Task item
What is needed is an exact copy of every record below.

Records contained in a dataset

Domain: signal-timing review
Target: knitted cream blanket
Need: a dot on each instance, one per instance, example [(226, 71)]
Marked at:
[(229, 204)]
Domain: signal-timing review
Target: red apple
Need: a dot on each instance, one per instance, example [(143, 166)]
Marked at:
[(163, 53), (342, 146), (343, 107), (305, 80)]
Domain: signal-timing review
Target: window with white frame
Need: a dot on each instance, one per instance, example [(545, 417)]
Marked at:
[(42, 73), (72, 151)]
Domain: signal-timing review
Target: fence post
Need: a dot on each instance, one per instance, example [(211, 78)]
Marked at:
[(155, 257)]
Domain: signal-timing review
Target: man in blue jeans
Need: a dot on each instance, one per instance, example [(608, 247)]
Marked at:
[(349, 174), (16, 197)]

Response to this task
Domain: signal-timing review
Target: knitted cream blanket
Need: a dot on each instance, one per instance, example [(226, 71)]
Marked at:
[(229, 204)]
Domain: signal-timing review
Target: red apple
Need: a dot on each instance, one per instance, example [(143, 166)]
Marked at:
[(163, 53), (342, 146), (343, 107), (305, 80)]
Domain: signal-timing review
Target: window with white frame
Need: a dot on each instance, one per instance, example [(545, 417)]
Marked at:
[(42, 73), (72, 151)]
Domain: signal-timing review
Target: fence post
Need: a dot on each instance, one per instance, example [(211, 78)]
Marked at:
[(155, 257)]
Domain: signal-timing review
Target: man in blue jeans
Need: a dot on each instance, one per instance, example [(608, 247)]
Marked at:
[(349, 174), (16, 197)]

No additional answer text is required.